PROVIDED MATERIAL: Begin

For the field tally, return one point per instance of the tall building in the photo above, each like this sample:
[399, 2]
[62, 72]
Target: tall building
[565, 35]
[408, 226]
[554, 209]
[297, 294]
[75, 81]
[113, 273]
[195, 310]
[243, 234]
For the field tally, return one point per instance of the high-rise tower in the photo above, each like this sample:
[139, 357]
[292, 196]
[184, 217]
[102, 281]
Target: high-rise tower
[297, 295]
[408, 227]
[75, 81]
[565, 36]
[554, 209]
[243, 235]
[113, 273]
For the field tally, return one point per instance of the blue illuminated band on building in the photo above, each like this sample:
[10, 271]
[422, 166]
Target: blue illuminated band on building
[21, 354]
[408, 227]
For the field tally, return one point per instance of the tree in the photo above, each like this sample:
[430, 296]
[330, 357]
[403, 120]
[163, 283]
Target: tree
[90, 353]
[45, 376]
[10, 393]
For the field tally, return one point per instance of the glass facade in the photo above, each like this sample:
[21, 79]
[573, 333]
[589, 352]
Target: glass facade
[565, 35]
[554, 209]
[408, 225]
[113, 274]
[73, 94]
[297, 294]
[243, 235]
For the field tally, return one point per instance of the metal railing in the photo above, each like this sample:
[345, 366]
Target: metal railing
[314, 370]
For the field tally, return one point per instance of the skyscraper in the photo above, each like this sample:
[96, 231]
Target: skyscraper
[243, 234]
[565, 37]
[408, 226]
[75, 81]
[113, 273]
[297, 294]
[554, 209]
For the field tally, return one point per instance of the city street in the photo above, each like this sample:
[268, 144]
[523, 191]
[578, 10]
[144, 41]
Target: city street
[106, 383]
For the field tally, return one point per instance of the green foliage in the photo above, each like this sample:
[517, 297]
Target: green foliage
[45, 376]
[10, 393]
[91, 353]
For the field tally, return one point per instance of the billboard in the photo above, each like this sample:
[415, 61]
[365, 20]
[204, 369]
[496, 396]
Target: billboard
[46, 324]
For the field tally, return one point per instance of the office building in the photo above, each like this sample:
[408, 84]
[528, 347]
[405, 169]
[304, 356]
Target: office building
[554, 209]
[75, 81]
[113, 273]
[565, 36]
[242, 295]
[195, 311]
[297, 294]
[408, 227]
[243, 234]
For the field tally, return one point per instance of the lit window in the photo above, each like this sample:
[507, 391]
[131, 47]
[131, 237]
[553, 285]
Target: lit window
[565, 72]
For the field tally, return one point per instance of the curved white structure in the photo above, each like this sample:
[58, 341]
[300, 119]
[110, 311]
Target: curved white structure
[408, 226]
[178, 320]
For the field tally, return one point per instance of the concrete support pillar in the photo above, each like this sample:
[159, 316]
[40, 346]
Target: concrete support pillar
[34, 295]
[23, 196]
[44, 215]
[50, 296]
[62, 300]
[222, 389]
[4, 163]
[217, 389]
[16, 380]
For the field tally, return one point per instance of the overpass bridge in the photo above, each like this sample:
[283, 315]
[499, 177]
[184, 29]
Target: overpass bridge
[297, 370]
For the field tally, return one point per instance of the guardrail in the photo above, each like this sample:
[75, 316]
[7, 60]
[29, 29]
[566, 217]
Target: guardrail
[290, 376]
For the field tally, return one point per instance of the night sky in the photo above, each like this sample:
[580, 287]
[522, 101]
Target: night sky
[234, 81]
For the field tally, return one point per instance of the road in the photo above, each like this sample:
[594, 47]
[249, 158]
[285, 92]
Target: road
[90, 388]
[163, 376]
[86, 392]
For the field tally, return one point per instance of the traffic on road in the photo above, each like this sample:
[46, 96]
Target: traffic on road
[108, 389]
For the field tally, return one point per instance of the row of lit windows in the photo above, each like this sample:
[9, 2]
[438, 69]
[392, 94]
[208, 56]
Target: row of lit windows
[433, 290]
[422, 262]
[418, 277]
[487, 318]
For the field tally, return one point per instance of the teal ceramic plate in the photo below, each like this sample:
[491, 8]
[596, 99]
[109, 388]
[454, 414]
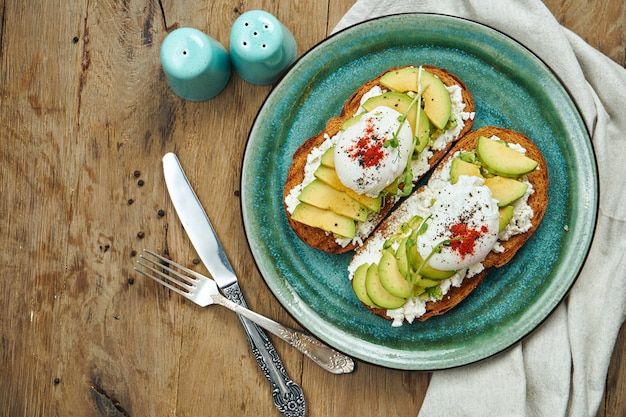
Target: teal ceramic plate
[513, 89]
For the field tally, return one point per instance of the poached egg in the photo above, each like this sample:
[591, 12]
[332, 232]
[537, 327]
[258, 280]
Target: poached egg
[369, 155]
[466, 216]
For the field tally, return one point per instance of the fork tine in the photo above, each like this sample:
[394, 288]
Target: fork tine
[164, 267]
[177, 265]
[173, 279]
[185, 294]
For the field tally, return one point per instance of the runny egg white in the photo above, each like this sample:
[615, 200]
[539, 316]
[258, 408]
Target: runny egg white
[362, 160]
[466, 215]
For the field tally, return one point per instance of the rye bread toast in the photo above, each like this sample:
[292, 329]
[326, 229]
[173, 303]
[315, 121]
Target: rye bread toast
[318, 238]
[538, 201]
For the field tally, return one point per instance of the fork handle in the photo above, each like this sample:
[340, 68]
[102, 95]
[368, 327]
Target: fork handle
[320, 353]
[287, 395]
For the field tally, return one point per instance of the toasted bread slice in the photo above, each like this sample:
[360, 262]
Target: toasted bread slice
[319, 238]
[538, 201]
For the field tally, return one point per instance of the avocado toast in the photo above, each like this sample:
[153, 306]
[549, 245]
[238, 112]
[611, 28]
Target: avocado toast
[481, 204]
[428, 108]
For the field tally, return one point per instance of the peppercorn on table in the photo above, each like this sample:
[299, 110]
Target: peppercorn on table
[86, 116]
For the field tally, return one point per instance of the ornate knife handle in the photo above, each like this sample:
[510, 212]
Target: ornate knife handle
[318, 352]
[287, 395]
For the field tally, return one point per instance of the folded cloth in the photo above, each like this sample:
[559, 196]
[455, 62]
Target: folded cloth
[559, 370]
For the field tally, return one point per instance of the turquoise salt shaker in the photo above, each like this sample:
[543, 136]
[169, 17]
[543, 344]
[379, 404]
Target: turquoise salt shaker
[261, 47]
[196, 66]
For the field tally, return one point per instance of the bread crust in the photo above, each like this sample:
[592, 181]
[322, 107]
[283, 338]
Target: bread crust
[538, 201]
[318, 238]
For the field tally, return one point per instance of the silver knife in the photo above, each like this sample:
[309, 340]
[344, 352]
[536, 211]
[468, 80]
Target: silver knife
[288, 396]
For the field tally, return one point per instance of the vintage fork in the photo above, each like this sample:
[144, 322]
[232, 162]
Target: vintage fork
[204, 291]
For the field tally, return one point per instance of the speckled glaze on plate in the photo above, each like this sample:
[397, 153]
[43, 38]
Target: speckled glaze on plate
[512, 89]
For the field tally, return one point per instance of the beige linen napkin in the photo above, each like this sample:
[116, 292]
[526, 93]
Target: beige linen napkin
[561, 368]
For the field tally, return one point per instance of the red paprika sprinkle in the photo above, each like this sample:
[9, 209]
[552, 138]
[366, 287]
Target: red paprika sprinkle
[464, 238]
[368, 149]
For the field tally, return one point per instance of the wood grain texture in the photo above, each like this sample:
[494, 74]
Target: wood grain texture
[86, 116]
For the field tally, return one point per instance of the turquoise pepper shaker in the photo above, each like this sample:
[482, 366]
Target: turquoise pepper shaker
[261, 47]
[196, 66]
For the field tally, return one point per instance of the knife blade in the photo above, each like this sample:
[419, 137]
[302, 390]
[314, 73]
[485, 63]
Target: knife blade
[287, 395]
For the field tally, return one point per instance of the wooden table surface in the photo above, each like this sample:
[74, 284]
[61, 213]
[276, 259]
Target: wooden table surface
[85, 118]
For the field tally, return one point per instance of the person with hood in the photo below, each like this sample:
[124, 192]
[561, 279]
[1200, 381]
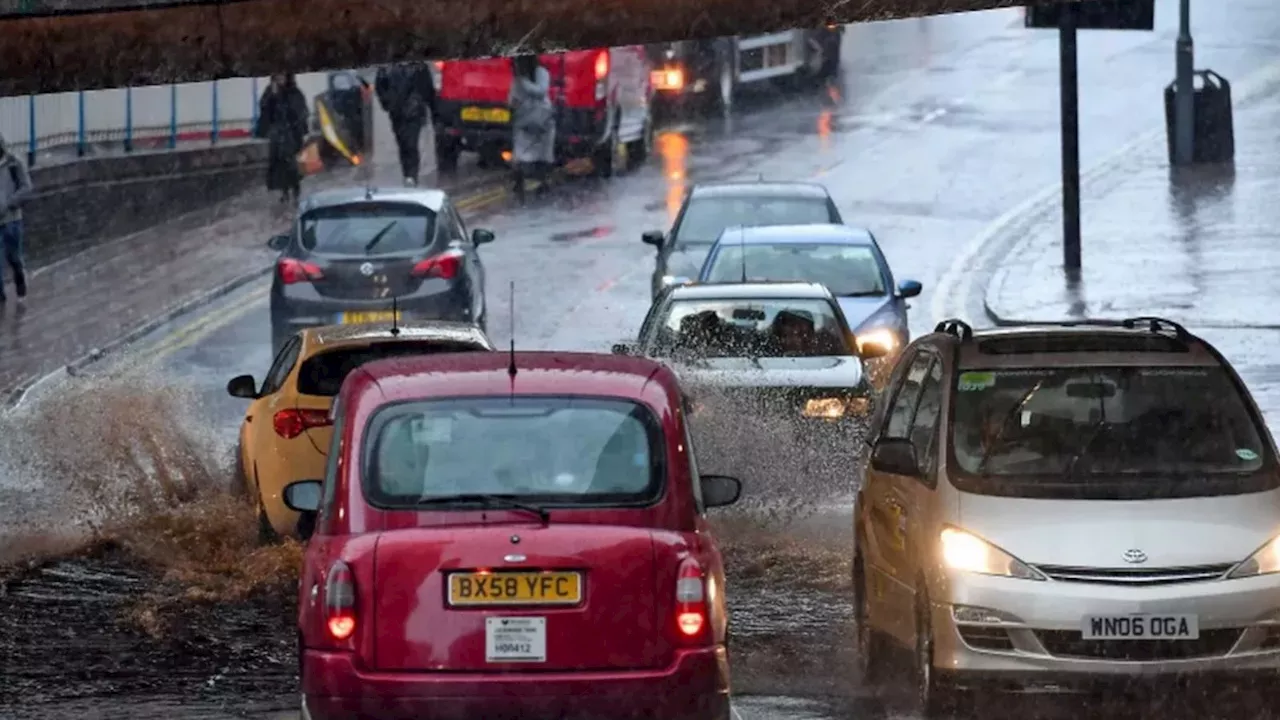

PROVIDED MATERIAL: End

TASK BRIEF: Word for word, print every record, and leave out any picture.

WRITTEN ANSWER:
For the field tally, return one point per instance of the tall building in the photo above, each like this sample:
[399, 2]
[62, 72]
Target: tall building
[565, 35]
[408, 226]
[554, 209]
[297, 294]
[75, 81]
[113, 273]
[195, 310]
[243, 234]
For the field tally, return one point per instance of the high-rise tower in the photo above, each like this sample:
[139, 357]
[292, 196]
[184, 217]
[102, 281]
Target: high-rise tower
[297, 295]
[408, 227]
[75, 81]
[565, 36]
[554, 209]
[243, 235]
[113, 273]
For the field tally, return one point per instance of the blue illuminated band on building in the photo above, each like this sample:
[10, 271]
[422, 166]
Target: blue illuminated band on building
[21, 354]
[408, 227]
For the field tally, return one point per instance of the tree in the photo above, each like this sample:
[430, 296]
[330, 357]
[403, 120]
[163, 283]
Target: tree
[90, 353]
[45, 376]
[10, 393]
For the field tally, return one point per instance of the glass facade in the photo above, each like this sample:
[21, 79]
[573, 333]
[589, 352]
Target: glass facade
[565, 35]
[554, 209]
[408, 225]
[113, 274]
[73, 94]
[297, 294]
[243, 235]
For the field tally, return one point per instance of the metal railing in the photo above, each like this sample:
[345, 366]
Target: metal railing
[314, 370]
For the field tally, return one point per instance of the skyscraper in the photo above, each like this sample:
[96, 231]
Target: skyscraper
[243, 234]
[565, 37]
[408, 226]
[75, 81]
[113, 273]
[297, 294]
[554, 209]
For the field tally, return one point per instance of the city street in the photo above, each like this sample:
[268, 144]
[523, 191]
[578, 10]
[144, 41]
Target: city street
[106, 383]
For the field tally, return one point per instance of the green foliage in the photo above, each like this sample:
[517, 297]
Target: green foliage
[45, 376]
[10, 393]
[91, 353]
For the field tally, return one point per instance of the billboard in the photo above, each like this sample:
[415, 61]
[365, 20]
[204, 369]
[496, 396]
Target: billboard
[46, 324]
For the field tally, return one point per instance of the office building in the photo above, each like this sample:
[408, 84]
[528, 347]
[405, 169]
[304, 356]
Target: office building
[554, 209]
[75, 81]
[113, 273]
[565, 36]
[242, 295]
[195, 311]
[297, 294]
[408, 227]
[243, 234]
For the field tally, return one point per instance of the lit window in the photo above, each like this sample:
[507, 391]
[131, 47]
[131, 237]
[553, 285]
Target: lit window
[565, 72]
For the field tally, return one point per instance of the curved white structure in the photo above, each like this sample:
[58, 341]
[300, 119]
[110, 311]
Target: curved white structure
[408, 226]
[178, 320]
For the field tally, return one point per instance of the concrete support pillar in the photo above, each like this sample:
[159, 316]
[40, 346]
Target: concrete support pillar
[34, 295]
[23, 196]
[44, 215]
[50, 296]
[62, 300]
[222, 389]
[4, 163]
[217, 389]
[16, 380]
For the field tally, return one point per instance of the overpass bridge in the photo above, each like this sample:
[283, 315]
[499, 177]
[184, 29]
Target: overpass bridge
[297, 370]
For the field tally, return one point per instance of the guardrail in the photo above, each like this sample:
[75, 316]
[7, 60]
[29, 29]
[566, 217]
Target: guardrail
[290, 376]
For the field tally, return one point per instance of the night sky in the photo above, each like this sample:
[580, 287]
[522, 101]
Target: night sky
[234, 81]
For the field tally, return one point per instance of the road in the photo above, each like this sample:
[594, 47]
[249, 158]
[285, 92]
Target: road
[90, 388]
[163, 376]
[86, 392]
For the field tally, return one point per instance of the traffic on road in the photo above, each like this sample:
[46, 96]
Target: traffic on road
[108, 389]
For the field tally, return one point per instance of the row of lit windows in the photo above, each like this sample:
[9, 2]
[438, 69]
[392, 94]
[208, 56]
Target: row of lit windows
[433, 290]
[422, 262]
[418, 277]
[487, 318]
For the field tally, return one point per instance of the teal ceramic plate in the photo below, each like this sample:
[491, 8]
[596, 99]
[109, 388]
[454, 414]
Target: teal ceramic plate
[513, 89]
For the field tally, return one point per instance of the poached egg in the photo above, each like this sample:
[591, 12]
[332, 232]
[537, 327]
[258, 280]
Target: poached egg
[369, 155]
[466, 216]
For the field tally, return one point per instance of the fork tine in the photo above, each like this sample:
[394, 288]
Target: fork tine
[164, 267]
[177, 265]
[173, 279]
[185, 294]
For the field tally, return one point per instance of the runny egg white in the photo above, each like this sample:
[615, 200]
[539, 316]
[258, 408]
Target: runny egg white
[362, 160]
[466, 215]
For the field tally, return one point per instance of the rye bread toast in the photo above, each like this sample:
[292, 329]
[326, 229]
[173, 303]
[315, 121]
Target: rye bread toast
[318, 238]
[538, 201]
For the field tally, return one point per instance of the fork handle in the photo above, each like this sample:
[340, 68]
[102, 95]
[368, 327]
Target: fork handle
[320, 353]
[287, 395]
For the field tally, return one point per instance of the toasted bread slice in the photo above, each like this sample:
[360, 262]
Target: toasted bread slice
[319, 238]
[538, 201]
For the field tally, return one point per instance of the avocado toast in the photo above, each like this sample:
[153, 306]
[549, 245]
[238, 112]
[611, 28]
Target: avocado toast
[481, 204]
[428, 108]
For the field tally, return one point per instance of the peppercorn on table in the photo above, each like this sample:
[299, 110]
Target: peppercorn on table
[86, 116]
For the field tally, return one point per instance of the ornate knife handle in the photo above, each like this sample:
[510, 212]
Target: ornate knife handle
[318, 352]
[287, 395]
For the field tally, return one point per instance of the folded cloth in the photo above, each like this sample:
[559, 196]
[455, 62]
Target: folded cloth
[559, 370]
For the field tally, return one point per instance of the turquoise salt shaker in the photo above, each like this sample:
[543, 136]
[169, 17]
[543, 344]
[379, 404]
Target: turquoise salt shaker
[261, 47]
[196, 66]
For the field tally, return one point per instance of the bread crust in the photo above, each like this sample:
[592, 181]
[322, 107]
[283, 338]
Target: bread crust
[538, 201]
[318, 238]
For the field tally, return one point per instance of the silver knife in the photo above, each like this sample:
[309, 340]
[344, 352]
[536, 211]
[468, 80]
Target: silver knife
[288, 396]
For the field tally, return one point per instance of the vintage fork in the photo above, each like this sample:
[144, 322]
[232, 162]
Target: vintage fork
[204, 291]
For the field tally, return one point per instance of the speckled glaze on plate in the photo above, each like this sample:
[397, 153]
[43, 38]
Target: speckled glaze on plate
[512, 89]
For the field tally, return one point per instance of the beige linen napkin in the photo above, each like this sample:
[116, 292]
[526, 93]
Target: beige linen napkin
[561, 368]
For the field tally, return one point per instance of the red paprika sprinkle in the photo above, each like this sample:
[9, 209]
[552, 138]
[366, 287]
Target: red paprika sprinkle
[464, 238]
[368, 149]
For the field tally, return one point per instance of the wood grain texture in the photo above, each like this sample:
[494, 74]
Target: wood grain texture
[86, 116]
For the field tally, return one point per instance of the turquoise pepper shaker in the photo above, each like this sample:
[482, 366]
Target: turquoise pepper shaker
[261, 47]
[196, 66]
For the field tally, return one point per instance of the knife blade in the photo above, each like this sample:
[419, 137]
[302, 390]
[314, 73]
[485, 63]
Target: knife blade
[287, 395]
For the field tally, return one point per instance of the wooden table surface in the photo above, each like this sample:
[74, 284]
[61, 213]
[276, 259]
Target: wooden table surface
[85, 118]
For the field tally, return one point per instance of the person with hood in the photo below, each like this sample:
[124, 192]
[561, 279]
[1200, 381]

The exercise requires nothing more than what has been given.